Wolves in Lamar Valley, Yellowstone National Park
Wolves in Lamar Valley, Yellowstone National Park. Credit: Scott Kublin/Flickr

Last week, the U.S. Fish and Wildlife Service (FWS) announced that Wyoming’s population of gray wolves had recovered enough to be removed from the protection of the Endangered Species Act. Effective Sept. 30, the wolves will be managed under Wyoming’s state management plans. For a species that was extinct in the region from the 1930s until its reintroduction in the mid-1990s, this announcement should be heartening news. Instead, it has left many conservation groups, including American Forests, with grave concerns about how the delisting will affect the species’ long-term recovery.

The FWS reports that the Northern Rocky Mountain wolf population is at 1,774 adult wolves with more than 109 breeding pairs — all numbers that federal biologists feel indicate the species’ full recovery. According to the FWS announcement of the delisting, Wyoming’s state management plan would follow statutory and regulatory standards by managing for a buffer above minimum target population numbers; its goals are to maintain at least 150 wolves and 15 breeding pairs within Wyoming — numbers far smaller than the current wolf population.

As part of the state management plan, the wolves will be eligible to be hunted beginning Oct. 1, with varying degrees of regulation. Hunting the wolves will be prohibited in Yellowstone and Grand Teton National Parks, and no hunting will be allowed in John D. Rockefeller Jr. Memorial Parkway, the National Elk Refuge and the Wind River Reservation in 2012 — although these prohibitions could change in subsequent years. In Wyoming’s Trophy Game Area, up to 52 wolves can be hunted in 2012. In all other areas of the state, it’s open season on gray wolves — with a management plan that is too vaguely written to deliver on its promise of protecting the population from overhunting.

Gray wolf
Gray wolf. Credit: Ellie Attebery (OnyxDog86)/Flickr

Here at American Forests, we believe that any management plan must consider the whole ecosystem. Wolves play a vital role in Greater Yellowstone by controlling the population of deer, moose and elk. As a predator, they cull sick and frail members of these herds, ensuring healthier animal populations. They also reduce overgrazing by these species, improving the health of field and forest. To ensure these benefits continue, we need strong, detailed management plans that protect the diverse elements of the ecosystem. And this is where we feel that the Wyoming state management plan for gray wolves falls short.

While the management plan clearly identifies a minimum gray wolf population goal, it is unclear what happens between today’s population of 1,700-plus and the minimum of 100. Is it really desirable to allow the gray wolf population in the region to be reduced to less than a tenth of its current size? And what larger effects would this have on the Greater Yellowstone ecosystem? In a study released last year, researchers discovered that the reintroduction of wolves and their subsequent effect on the area’s elk population caused forest health to improve because fewer elk foraging resulted in significantly less damage to trees and plants. With healthier trees and forests, bird populations increased, food supplies expanded for animals like beavers, and lakes and streams benefitted, to name just some of the positive effects.

A peer review of the management plan earlier this year revealed the inadequacies of the Wyoming state management plan in addressing how the region will ensure that the wolves don’t get hunted down to the minimum. Without these details, the plan lacks the heft necessary to ensure gray wolves’ long-term future in Wyoming and has implications for the overall health of the Greater Yellowstone ecosystem.

**Exercise requirements**
Repeat the passage on Wyoming's gray wolves word for word, from "As part of the" up to and including "population from overhunting.".

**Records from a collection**
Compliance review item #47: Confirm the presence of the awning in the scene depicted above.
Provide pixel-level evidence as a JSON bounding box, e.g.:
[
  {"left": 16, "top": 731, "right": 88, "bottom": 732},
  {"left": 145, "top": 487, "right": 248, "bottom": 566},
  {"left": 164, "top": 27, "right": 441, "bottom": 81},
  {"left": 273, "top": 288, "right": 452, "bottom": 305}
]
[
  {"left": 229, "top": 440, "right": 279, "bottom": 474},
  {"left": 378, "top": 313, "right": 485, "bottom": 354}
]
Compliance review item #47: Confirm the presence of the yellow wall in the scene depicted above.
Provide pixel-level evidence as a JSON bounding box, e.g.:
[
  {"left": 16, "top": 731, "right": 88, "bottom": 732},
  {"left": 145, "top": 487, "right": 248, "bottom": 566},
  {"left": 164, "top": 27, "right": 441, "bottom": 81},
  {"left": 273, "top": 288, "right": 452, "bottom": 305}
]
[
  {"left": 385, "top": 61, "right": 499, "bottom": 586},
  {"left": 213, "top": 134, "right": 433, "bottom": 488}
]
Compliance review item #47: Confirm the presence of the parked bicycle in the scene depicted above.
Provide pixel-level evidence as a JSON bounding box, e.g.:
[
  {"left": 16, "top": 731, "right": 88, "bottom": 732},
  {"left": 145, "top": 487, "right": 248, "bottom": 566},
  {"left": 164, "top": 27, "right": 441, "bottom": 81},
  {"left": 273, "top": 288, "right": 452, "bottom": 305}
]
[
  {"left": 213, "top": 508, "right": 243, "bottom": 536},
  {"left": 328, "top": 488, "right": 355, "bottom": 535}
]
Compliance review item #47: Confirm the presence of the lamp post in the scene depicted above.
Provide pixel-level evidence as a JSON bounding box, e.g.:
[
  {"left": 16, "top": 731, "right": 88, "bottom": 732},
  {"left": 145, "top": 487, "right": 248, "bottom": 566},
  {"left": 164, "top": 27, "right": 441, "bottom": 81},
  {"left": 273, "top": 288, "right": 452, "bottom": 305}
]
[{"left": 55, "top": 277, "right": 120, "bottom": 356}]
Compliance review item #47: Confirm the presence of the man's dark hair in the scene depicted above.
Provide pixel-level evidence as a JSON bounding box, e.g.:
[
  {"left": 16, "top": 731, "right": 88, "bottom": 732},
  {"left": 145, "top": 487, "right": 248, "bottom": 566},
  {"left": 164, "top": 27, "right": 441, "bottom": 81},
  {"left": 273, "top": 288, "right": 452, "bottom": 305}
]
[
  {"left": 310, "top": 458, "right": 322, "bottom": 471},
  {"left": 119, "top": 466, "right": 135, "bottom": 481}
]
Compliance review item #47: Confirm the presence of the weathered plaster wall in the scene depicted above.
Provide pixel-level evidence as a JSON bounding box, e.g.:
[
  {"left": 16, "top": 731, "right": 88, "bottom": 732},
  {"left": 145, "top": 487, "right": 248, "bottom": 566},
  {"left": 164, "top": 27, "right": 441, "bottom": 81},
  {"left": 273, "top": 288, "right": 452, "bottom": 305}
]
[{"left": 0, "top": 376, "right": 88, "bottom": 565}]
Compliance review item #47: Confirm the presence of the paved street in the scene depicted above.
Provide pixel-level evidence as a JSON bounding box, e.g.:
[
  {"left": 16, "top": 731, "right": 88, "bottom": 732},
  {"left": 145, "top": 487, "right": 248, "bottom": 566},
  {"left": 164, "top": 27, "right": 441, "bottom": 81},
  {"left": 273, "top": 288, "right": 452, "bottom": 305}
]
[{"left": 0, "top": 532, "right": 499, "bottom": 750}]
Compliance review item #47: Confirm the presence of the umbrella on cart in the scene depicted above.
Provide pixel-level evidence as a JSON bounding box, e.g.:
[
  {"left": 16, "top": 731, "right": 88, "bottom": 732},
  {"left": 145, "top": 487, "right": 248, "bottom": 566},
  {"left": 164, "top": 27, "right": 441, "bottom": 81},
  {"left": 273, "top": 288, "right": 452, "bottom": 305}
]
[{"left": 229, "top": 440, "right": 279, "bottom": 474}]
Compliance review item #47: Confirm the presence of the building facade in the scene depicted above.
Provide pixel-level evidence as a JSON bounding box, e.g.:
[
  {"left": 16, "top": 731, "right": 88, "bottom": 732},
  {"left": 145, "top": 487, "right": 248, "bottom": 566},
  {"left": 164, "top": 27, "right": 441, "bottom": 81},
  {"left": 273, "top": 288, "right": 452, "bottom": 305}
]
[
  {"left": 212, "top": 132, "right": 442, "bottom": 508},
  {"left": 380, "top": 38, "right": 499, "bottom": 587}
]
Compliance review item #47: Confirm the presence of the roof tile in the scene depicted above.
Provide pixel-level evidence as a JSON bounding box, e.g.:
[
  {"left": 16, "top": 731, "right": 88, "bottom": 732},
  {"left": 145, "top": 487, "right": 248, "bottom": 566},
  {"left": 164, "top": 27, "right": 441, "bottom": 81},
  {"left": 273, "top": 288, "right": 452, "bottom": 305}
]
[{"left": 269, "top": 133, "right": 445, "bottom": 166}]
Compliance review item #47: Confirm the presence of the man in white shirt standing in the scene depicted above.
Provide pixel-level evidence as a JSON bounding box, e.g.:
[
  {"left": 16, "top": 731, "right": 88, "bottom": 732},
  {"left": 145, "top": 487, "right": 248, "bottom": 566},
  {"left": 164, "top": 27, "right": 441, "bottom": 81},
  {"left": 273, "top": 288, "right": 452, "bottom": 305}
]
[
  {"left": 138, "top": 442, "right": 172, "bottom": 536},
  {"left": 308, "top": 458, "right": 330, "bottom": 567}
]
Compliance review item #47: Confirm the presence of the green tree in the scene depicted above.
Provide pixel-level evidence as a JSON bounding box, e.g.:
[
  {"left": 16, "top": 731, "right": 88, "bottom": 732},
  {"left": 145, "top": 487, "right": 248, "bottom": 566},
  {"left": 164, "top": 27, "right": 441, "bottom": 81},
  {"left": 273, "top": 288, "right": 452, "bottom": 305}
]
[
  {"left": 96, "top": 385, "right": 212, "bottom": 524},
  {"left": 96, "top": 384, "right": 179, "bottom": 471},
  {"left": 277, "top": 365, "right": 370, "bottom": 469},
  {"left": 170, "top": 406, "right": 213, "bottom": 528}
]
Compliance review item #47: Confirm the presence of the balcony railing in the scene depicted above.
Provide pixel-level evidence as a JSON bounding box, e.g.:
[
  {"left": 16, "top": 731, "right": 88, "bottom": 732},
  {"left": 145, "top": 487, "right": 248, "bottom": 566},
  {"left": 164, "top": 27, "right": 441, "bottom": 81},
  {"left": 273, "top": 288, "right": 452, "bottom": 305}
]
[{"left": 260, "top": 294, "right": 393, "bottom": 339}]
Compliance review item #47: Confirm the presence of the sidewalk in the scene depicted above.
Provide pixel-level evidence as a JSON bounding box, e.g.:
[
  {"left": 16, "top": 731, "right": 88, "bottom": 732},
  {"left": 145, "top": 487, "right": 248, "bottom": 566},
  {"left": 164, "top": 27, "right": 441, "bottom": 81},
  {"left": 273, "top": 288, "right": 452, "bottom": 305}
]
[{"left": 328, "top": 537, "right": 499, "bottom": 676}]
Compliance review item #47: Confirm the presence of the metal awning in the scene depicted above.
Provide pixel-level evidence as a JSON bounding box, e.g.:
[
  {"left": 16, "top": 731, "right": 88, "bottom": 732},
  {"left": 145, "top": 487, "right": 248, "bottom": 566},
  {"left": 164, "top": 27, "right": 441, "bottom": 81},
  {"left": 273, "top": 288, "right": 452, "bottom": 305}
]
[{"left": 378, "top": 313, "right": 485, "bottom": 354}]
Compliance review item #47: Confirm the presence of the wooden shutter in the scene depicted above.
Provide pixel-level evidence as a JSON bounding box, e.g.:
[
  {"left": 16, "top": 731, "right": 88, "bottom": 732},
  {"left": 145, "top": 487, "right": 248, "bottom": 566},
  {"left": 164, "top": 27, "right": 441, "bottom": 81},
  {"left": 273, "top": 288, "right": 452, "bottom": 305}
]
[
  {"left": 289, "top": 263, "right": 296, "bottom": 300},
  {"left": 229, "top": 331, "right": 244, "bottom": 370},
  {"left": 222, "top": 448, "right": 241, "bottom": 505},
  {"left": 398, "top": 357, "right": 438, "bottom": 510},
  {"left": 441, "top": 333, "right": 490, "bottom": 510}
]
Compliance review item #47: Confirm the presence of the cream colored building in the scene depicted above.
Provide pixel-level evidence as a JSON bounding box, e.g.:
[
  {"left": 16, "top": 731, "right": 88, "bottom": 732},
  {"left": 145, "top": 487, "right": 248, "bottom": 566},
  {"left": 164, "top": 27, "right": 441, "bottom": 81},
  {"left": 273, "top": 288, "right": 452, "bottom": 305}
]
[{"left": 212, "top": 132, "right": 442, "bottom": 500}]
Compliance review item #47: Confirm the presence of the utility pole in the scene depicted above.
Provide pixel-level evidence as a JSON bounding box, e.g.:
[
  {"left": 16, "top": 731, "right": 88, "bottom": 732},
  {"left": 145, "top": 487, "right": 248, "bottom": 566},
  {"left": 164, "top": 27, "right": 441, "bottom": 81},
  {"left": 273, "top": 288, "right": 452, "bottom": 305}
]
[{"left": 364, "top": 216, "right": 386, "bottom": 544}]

**Solved exercise**
As part of the state management plan, the wolves will be eligible to be hunted beginning Oct. 1, with varying degrees of regulation. Hunting the wolves will be prohibited in Yellowstone and Grand Teton National Parks, and no hunting will be allowed in John D. Rockefeller Jr. Memorial Parkway, the National Elk Refuge and the Wind River Reservation in 2012 — although these prohibitions could change in subsequent years. In Wyoming’s Trophy Game Area, up to 52 wolves can be hunted in 2012. In all other areas of the state, it’s open season on gray wolves — with a management plan that is too vaguely written to deliver on its promise of protecting the population from overhunting.